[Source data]
──────────────────────────────
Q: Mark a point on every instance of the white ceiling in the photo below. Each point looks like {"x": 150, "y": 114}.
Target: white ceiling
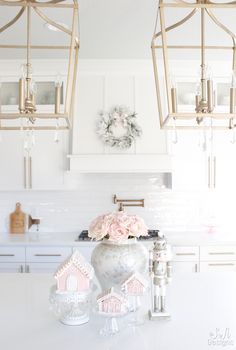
{"x": 111, "y": 29}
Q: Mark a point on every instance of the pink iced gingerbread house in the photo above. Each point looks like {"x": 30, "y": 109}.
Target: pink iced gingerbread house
{"x": 136, "y": 284}
{"x": 74, "y": 274}
{"x": 111, "y": 302}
──────────────────────────────
EXERCISE PROMPT: None of the images should be copied, but every entry must be given again exactly.

SOLUTION TO THIS TASK:
Q: Mark a point on every instance of the white ceiling in the photo below. Each point looks like {"x": 150, "y": 114}.
Target: white ceiling
{"x": 111, "y": 29}
Q: Mark a point on every instance of the pink iced gingerbread house in the photo above. Each point looks like {"x": 30, "y": 109}.
Target: pink iced gingerbread house
{"x": 136, "y": 284}
{"x": 74, "y": 274}
{"x": 111, "y": 302}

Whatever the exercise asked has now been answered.